• **YOUR TASK**
Put the lines of the records below, from the line containing "the blurred purple" to the line containing "0,125,315,212", both included, into a Markdown table with the columns Row and Line. Give the row number in the first column and leave out blank lines.

◆ ◆ ◆ ◆ ◆ ◆ ◆

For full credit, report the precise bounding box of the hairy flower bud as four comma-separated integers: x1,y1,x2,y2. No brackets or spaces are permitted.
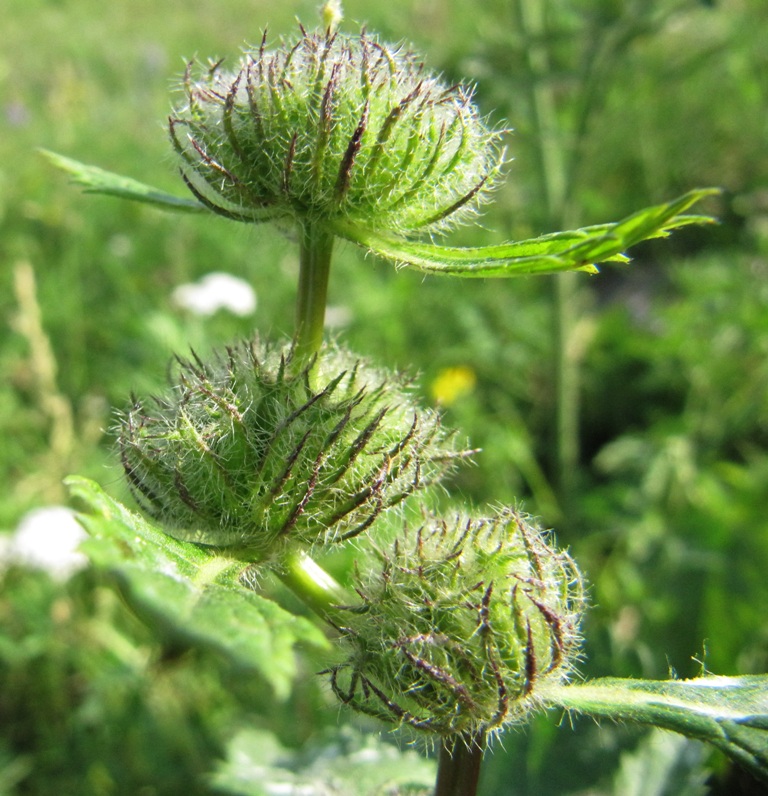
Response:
327,510,584,736
119,341,460,555
170,28,502,234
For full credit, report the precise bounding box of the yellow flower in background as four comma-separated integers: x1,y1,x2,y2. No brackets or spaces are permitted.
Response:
430,365,477,406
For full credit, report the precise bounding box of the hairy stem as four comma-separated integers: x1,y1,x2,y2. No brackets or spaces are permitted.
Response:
435,733,485,796
294,222,334,369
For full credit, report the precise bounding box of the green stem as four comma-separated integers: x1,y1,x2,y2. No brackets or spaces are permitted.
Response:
278,552,357,627
294,222,334,369
515,0,579,517
435,733,485,796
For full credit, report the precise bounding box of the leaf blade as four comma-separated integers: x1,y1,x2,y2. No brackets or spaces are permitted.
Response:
66,476,328,697
40,149,206,213
333,188,718,277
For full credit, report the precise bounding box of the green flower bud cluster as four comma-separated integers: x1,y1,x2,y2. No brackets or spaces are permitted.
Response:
326,510,584,736
118,341,461,557
170,28,503,234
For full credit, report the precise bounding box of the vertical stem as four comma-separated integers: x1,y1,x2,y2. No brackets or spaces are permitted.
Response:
515,0,579,517
276,551,355,626
295,222,334,368
435,733,485,796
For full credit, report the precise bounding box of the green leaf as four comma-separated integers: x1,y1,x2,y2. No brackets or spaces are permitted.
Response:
544,674,768,782
333,188,718,277
40,149,206,213
66,476,328,697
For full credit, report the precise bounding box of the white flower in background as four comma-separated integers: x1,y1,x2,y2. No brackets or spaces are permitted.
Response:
171,271,256,317
0,506,88,580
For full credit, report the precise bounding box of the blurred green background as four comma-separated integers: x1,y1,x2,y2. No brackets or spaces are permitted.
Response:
0,0,768,796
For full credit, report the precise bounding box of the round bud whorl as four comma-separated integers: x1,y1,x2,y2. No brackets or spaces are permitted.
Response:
170,28,503,234
326,510,584,736
118,341,461,556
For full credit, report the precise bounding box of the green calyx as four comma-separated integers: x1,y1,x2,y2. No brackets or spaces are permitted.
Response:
327,510,584,736
118,341,461,557
170,28,503,234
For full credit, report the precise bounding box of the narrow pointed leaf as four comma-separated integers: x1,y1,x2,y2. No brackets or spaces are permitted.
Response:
40,149,205,213
545,675,768,783
333,188,717,277
67,477,328,696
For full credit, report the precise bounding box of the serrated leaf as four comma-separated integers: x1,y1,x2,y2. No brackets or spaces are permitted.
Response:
40,149,206,213
544,675,768,782
333,188,717,277
67,477,328,697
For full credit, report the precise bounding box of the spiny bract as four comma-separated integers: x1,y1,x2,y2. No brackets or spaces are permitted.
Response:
118,341,460,556
170,28,503,234
327,510,584,736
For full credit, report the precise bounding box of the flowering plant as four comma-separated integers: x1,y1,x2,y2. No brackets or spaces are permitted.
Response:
48,4,768,796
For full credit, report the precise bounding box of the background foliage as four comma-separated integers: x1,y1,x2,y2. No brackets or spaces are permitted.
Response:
0,0,768,796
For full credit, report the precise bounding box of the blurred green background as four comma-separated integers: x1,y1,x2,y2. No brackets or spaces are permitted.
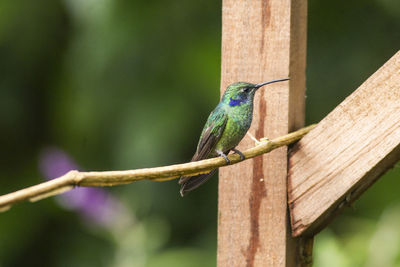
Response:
0,0,400,267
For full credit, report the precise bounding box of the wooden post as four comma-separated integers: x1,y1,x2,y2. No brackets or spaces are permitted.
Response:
288,52,400,236
217,0,307,266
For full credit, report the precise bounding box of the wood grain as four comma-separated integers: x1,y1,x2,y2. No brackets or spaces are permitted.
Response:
288,52,400,236
217,0,307,266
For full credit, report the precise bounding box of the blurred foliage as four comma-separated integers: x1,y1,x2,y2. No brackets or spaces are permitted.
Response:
0,0,400,267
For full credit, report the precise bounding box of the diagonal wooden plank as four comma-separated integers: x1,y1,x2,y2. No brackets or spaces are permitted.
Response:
217,0,307,266
288,52,400,236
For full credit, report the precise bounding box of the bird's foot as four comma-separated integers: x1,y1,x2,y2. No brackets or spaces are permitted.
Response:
247,132,261,146
260,137,271,143
217,151,231,165
232,148,246,160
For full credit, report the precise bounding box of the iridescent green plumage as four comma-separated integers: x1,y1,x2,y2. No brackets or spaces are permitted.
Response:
179,79,288,196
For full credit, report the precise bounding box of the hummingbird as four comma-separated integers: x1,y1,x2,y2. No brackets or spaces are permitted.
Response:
179,78,289,197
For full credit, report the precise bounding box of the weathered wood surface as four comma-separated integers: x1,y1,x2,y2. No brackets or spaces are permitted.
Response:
217,0,307,266
288,52,400,236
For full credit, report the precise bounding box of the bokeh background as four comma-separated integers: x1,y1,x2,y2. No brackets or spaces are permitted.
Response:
0,0,400,267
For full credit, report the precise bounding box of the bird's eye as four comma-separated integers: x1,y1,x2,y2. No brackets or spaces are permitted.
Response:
242,87,250,93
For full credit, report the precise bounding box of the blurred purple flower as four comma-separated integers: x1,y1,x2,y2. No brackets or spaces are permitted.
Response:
39,147,124,227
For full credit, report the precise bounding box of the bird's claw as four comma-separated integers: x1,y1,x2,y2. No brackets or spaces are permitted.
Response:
217,151,231,165
232,148,246,160
247,132,262,146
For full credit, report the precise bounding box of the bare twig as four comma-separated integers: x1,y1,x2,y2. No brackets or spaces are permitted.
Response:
0,125,315,212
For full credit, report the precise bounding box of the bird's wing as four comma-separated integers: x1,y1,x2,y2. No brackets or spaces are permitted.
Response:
179,111,228,191
192,110,228,161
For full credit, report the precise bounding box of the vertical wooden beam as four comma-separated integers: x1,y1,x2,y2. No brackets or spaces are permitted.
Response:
217,0,307,266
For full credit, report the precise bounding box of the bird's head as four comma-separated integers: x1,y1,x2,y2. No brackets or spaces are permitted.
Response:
222,78,289,107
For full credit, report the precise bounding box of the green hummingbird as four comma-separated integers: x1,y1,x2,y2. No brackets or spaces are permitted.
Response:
179,78,289,196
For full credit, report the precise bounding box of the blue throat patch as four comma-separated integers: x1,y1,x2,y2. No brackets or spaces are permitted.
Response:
229,97,247,107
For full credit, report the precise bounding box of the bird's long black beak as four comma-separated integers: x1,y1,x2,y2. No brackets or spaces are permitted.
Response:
254,78,290,89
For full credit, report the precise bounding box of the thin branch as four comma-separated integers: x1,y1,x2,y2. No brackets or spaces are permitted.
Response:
0,125,315,214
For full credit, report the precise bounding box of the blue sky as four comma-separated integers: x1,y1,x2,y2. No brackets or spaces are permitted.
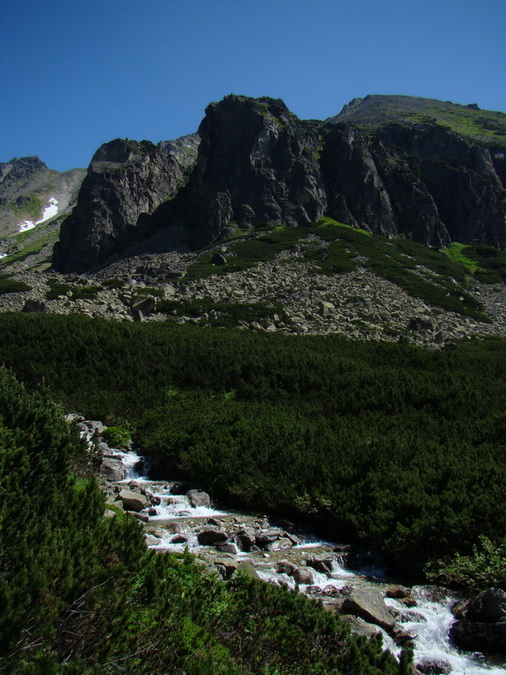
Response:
0,0,506,171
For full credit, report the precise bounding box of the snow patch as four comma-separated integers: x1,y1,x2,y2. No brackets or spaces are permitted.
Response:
18,197,58,232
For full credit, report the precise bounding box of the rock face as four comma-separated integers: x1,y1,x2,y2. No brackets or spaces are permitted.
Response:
450,588,506,654
0,156,47,183
0,157,86,238
53,139,194,273
181,96,326,245
49,96,506,272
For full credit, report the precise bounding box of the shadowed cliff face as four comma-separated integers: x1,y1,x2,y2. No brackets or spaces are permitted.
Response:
53,139,192,273
181,96,326,245
53,96,506,272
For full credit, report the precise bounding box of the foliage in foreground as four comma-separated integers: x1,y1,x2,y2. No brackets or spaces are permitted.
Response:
0,369,408,675
0,315,506,588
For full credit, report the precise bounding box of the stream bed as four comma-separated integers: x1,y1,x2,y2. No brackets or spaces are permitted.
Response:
107,450,506,675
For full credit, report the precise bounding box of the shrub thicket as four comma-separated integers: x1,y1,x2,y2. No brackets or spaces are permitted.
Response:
0,369,409,675
0,315,506,584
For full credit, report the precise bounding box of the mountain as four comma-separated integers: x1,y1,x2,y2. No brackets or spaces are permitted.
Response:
53,95,506,272
0,157,86,262
0,157,85,237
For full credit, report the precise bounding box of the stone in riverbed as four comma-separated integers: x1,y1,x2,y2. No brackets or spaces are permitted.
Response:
236,527,256,552
170,483,189,495
416,658,452,675
306,553,334,576
197,527,228,546
231,560,260,579
186,490,211,508
450,588,506,654
293,567,314,584
276,560,297,574
170,534,188,544
343,588,395,632
213,557,239,580
118,490,148,512
100,457,126,483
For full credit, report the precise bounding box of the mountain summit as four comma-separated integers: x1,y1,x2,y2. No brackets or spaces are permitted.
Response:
53,95,506,272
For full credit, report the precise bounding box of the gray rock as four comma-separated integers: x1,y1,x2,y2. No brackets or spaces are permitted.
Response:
292,567,314,584
170,482,189,495
416,658,452,675
338,616,381,638
100,457,126,482
197,527,228,546
450,588,506,654
170,534,188,544
231,560,260,579
306,553,334,576
276,560,297,574
186,490,211,508
118,489,149,512
343,588,395,631
22,298,47,314
211,253,227,265
320,300,336,317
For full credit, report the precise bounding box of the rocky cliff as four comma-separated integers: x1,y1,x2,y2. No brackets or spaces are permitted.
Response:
53,139,199,272
53,96,506,272
0,157,85,238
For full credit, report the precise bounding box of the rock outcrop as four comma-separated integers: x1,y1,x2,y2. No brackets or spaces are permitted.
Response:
176,96,326,245
450,588,506,654
53,95,506,272
53,139,196,273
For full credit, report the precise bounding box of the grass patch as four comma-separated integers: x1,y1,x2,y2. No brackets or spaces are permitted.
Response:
102,279,125,289
0,277,32,295
186,218,490,322
135,286,163,298
100,426,132,448
7,193,42,220
442,241,479,274
46,278,102,300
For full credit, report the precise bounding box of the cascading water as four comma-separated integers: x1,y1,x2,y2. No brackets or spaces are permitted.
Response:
111,451,506,675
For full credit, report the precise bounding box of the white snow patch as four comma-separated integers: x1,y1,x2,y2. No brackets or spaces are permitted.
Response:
19,197,58,232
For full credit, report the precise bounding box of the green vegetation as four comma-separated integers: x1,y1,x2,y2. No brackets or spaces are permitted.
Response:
101,426,132,448
102,279,125,288
156,298,284,327
428,537,506,592
46,279,101,300
186,218,490,322
334,96,506,147
0,369,410,675
0,314,506,574
7,193,42,220
0,275,31,295
442,241,479,274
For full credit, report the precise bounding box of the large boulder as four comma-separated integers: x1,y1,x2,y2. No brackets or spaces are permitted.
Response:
342,587,395,632
450,588,506,654
118,489,149,512
186,490,211,508
100,457,126,483
53,138,194,273
197,527,228,546
178,96,326,246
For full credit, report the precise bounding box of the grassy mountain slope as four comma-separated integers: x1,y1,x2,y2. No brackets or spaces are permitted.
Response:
326,95,506,147
0,369,410,675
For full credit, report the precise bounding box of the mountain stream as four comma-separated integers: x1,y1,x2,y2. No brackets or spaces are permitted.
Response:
110,451,506,675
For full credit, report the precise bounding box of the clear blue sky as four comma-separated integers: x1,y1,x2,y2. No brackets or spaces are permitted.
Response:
0,0,506,171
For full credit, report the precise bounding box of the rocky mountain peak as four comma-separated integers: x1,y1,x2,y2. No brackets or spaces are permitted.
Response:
179,96,325,245
0,155,47,183
53,95,506,272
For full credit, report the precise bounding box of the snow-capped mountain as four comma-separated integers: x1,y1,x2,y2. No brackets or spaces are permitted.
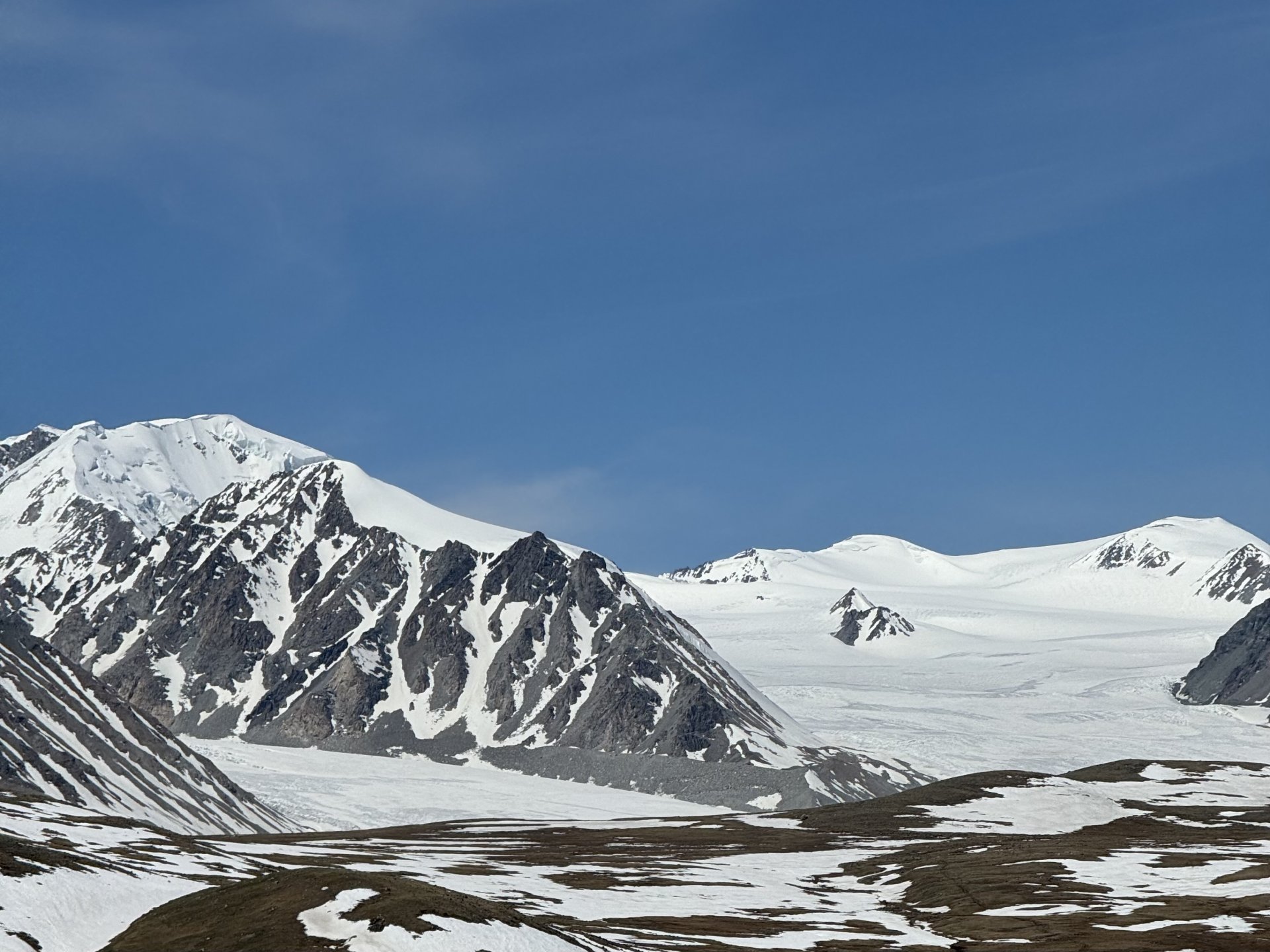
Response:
829,589,914,645
663,516,1270,603
0,415,324,635
634,516,1270,777
0,622,296,834
0,418,921,807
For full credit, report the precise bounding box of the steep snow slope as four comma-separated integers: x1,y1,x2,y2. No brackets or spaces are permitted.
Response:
10,762,1270,952
0,420,919,807
636,518,1270,777
0,415,325,555
0,623,296,833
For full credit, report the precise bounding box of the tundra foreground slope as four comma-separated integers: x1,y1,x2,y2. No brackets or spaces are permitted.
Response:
635,518,1270,777
0,762,1270,952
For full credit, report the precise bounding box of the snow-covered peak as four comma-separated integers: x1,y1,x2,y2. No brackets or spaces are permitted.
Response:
665,516,1270,602
829,589,876,612
0,415,326,553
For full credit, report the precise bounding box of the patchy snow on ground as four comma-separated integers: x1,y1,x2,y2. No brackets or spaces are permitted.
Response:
189,740,722,830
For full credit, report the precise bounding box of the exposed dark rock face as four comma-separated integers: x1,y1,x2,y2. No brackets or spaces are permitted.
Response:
665,548,772,585
829,589,915,645
0,622,294,833
1088,536,1173,569
0,461,922,806
0,426,58,479
1177,602,1270,707
1199,543,1270,606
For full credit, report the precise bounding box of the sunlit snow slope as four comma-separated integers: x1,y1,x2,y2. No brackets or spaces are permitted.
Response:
636,518,1270,777
0,416,922,809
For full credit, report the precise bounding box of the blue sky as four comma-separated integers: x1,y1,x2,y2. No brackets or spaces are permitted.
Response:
0,0,1270,570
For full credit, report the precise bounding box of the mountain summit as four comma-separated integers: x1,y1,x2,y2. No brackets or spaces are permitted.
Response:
0,418,922,809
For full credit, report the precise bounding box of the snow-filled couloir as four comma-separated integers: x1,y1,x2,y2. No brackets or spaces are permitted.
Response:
0,418,921,807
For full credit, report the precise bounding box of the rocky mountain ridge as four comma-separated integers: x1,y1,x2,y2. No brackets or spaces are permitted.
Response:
0,424,923,809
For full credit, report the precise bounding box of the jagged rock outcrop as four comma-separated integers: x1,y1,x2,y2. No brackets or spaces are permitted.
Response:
0,424,62,479
0,426,923,807
829,588,915,645
1083,536,1173,570
665,548,772,585
1199,543,1270,606
0,621,297,833
1177,602,1270,706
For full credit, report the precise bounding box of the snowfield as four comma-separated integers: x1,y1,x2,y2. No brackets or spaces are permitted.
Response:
631,518,1270,777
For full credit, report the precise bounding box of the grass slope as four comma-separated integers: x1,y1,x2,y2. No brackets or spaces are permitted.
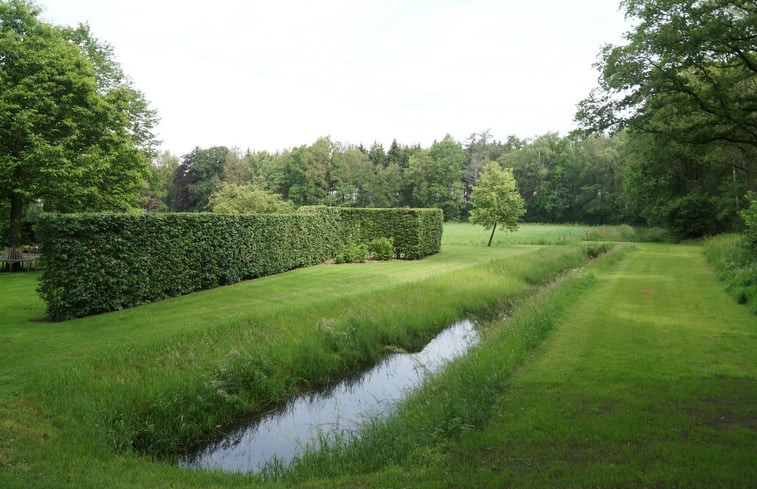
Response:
0,226,586,489
328,245,757,488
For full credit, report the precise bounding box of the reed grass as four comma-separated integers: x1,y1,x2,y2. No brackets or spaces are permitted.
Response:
0,226,604,488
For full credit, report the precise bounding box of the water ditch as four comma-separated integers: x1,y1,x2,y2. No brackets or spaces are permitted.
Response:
178,320,480,472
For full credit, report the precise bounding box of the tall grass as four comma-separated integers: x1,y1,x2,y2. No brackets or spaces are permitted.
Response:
29,246,600,457
704,234,757,314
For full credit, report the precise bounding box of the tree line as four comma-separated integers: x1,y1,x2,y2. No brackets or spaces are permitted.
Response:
140,125,748,237
0,0,757,246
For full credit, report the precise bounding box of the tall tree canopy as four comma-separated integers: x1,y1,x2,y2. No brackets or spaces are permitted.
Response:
0,0,156,246
577,0,757,190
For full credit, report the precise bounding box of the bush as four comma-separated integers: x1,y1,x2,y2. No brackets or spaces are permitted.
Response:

◆ ◆ ◆ ◆ ◆ ◆ ◆

• **TASK OUTPUT**
| Row | Line |
|---|---|
| 1 | For full credit, report the precise bounding box of the blurred purple flower as four comma-separated integers: x1,y1,x2,y2. No brackets or spaces are permitted. |
| 2 | Response: |
| 3 | 39,147,124,227 |
| 4 | For full credit, report the precise bounding box of the bird's claw as four comma-separated integers: x1,y1,x2,y2. No brackets or spaces are permitted. |
| 5 | Response: |
| 6 | 217,151,231,165 |
| 7 | 232,148,246,160 |
| 8 | 247,132,262,146 |
| 9 | For full credit, report the precise bounding box of the bare twig as four comma-separated integers: x1,y1,x2,y2. No brackets or spaces are permitted. |
| 10 | Response: |
| 11 | 0,125,315,212 |